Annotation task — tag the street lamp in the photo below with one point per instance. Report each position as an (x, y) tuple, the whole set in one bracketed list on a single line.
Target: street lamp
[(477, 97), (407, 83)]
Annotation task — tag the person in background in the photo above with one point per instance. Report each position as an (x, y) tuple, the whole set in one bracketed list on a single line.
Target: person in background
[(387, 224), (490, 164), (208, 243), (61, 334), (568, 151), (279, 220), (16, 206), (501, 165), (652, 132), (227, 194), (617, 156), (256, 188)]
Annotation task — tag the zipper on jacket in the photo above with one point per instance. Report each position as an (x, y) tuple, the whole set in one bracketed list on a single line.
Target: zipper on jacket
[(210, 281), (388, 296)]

☆ ☆ ☆

**Written instruction:** Beginning with the line that contains "Annotation task — tag the person", quote each line exactly through the last line of the entries above, and nothing beyond them.

**Response to this task:**
Annotation task — tag the person in background in the photo above with one point per instance. Report each position as an (x, y) tuple, the whole set in one bracketed list on a single line.
Target: person in background
[(387, 224), (490, 164), (208, 243), (61, 334), (568, 151), (279, 220), (16, 206), (501, 165), (652, 132), (227, 194), (617, 156), (256, 188)]
Annotation task — tag the zipper on jacket in the photo above with one point per instance. Report each position as an (x, y) tuple, the whole set in one bracketed list on a single line.
Target: zipper on jacket
[(210, 281), (388, 296)]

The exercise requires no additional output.